- _THE REQUEST_
Could you copy the data below verbatim, from the line with "Could you kindly segment every instance of the woman's bare" up to and including the line with "M275 98L266 98L261"?

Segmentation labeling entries
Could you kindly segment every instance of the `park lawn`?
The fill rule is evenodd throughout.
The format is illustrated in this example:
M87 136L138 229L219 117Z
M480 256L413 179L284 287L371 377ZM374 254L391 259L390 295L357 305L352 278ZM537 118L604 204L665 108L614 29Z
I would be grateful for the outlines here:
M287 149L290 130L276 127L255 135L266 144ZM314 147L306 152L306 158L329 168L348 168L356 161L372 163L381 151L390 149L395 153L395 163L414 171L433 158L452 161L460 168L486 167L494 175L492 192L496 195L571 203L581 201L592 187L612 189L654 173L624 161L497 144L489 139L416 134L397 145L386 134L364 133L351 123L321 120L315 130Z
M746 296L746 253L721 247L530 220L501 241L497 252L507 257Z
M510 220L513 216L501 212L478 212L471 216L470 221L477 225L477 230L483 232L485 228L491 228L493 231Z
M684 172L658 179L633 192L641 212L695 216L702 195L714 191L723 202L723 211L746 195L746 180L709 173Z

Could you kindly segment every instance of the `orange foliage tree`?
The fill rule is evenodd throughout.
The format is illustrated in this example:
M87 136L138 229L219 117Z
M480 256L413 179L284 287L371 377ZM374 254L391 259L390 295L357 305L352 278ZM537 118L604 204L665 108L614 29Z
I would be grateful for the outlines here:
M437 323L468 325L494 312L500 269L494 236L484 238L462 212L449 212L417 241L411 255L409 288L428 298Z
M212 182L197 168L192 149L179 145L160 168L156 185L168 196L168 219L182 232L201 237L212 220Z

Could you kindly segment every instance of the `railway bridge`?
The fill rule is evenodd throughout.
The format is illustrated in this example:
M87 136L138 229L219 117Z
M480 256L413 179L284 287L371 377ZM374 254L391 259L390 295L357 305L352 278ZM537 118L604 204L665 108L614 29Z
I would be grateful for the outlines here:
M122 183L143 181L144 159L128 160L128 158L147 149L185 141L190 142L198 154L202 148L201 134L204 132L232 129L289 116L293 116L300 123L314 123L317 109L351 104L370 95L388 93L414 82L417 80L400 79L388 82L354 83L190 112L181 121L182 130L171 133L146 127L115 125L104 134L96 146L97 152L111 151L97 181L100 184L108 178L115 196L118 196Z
==
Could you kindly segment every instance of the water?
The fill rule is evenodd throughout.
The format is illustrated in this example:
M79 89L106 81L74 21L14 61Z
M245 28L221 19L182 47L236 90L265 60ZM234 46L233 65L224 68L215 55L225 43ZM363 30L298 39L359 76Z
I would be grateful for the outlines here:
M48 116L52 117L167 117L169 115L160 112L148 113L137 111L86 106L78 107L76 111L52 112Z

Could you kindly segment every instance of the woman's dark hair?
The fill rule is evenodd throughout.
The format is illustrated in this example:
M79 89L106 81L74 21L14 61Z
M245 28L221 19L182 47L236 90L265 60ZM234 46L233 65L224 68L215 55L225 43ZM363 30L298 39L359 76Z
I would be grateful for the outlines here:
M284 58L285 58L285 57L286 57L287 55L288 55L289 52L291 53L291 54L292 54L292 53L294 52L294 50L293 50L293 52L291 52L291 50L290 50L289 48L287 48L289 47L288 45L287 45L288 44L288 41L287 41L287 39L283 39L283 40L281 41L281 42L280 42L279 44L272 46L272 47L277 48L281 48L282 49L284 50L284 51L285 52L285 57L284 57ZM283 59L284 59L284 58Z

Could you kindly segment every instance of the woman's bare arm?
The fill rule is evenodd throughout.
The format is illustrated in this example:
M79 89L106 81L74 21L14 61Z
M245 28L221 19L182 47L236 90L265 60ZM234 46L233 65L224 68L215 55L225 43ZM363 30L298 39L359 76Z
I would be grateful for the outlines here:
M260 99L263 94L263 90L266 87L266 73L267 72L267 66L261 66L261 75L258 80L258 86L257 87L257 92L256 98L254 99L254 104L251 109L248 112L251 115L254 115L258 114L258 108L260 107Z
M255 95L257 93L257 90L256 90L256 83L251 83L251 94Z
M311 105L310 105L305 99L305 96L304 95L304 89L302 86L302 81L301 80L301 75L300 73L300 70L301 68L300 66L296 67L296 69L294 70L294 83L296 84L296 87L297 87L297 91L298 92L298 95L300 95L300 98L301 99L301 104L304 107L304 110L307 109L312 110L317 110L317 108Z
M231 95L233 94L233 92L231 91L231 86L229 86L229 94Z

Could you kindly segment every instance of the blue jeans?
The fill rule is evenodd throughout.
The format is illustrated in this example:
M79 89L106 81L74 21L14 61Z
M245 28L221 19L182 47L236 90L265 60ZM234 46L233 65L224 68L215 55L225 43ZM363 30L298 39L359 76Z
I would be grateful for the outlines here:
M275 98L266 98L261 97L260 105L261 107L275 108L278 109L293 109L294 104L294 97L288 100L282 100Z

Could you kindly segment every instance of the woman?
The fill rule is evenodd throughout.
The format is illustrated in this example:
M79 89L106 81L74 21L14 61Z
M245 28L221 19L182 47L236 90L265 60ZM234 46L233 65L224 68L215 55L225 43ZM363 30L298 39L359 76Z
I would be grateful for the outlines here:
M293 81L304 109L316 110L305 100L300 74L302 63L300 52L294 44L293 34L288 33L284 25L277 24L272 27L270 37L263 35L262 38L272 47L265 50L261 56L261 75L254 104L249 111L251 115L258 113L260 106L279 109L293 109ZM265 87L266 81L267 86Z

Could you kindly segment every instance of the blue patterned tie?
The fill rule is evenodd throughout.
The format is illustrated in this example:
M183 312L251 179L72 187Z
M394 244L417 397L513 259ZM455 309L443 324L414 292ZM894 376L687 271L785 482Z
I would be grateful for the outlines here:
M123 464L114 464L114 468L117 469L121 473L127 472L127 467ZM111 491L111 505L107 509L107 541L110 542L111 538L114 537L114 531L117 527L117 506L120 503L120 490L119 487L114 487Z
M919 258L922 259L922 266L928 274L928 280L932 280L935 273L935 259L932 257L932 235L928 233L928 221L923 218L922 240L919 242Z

- _EXERCISE OUTPUT_
Could you kindly segment every instance of the woman's bare arm?
The fill rule is evenodd throughout.
The format is illustrated in this example:
M79 89L106 81L74 21L14 61Z
M245 28L221 19L182 47L236 90L265 60ZM234 46L233 65L224 68L215 55L225 43ZM363 30L298 39L359 76Z
I would be grateful for the outlines here:
M260 99L263 94L263 90L266 87L266 73L267 72L267 66L261 66L261 75L258 80L258 86L257 87L257 92L256 98L254 99L254 104L251 109L248 112L251 115L254 115L258 114L258 108L260 107Z
M255 95L257 93L257 90L256 90L256 83L251 83L251 94Z
M311 105L310 105L305 99L305 96L304 95L304 89L302 86L302 81L301 80L301 75L300 73L300 70L301 68L300 66L296 67L296 69L294 70L294 83L296 84L296 87L297 87L297 91L298 92L298 95L300 95L300 98L301 99L301 104L304 107L304 110L307 109L312 110L317 110L317 108Z
M231 95L233 94L233 92L231 91L231 86L229 86L229 94Z

Could you kindly segment every instance of the blue jeans?
The fill rule is evenodd throughout.
The format is illustrated in this example:
M79 89L106 81L74 21L14 61Z
M245 28L221 19L182 47L236 90L265 60ZM234 46L233 65L224 68L215 55L225 43ZM363 30L298 39L359 76Z
I would be grateful for the outlines here:
M275 98L266 98L261 97L260 105L261 107L275 108L278 109L293 109L294 104L294 97L288 100L282 100Z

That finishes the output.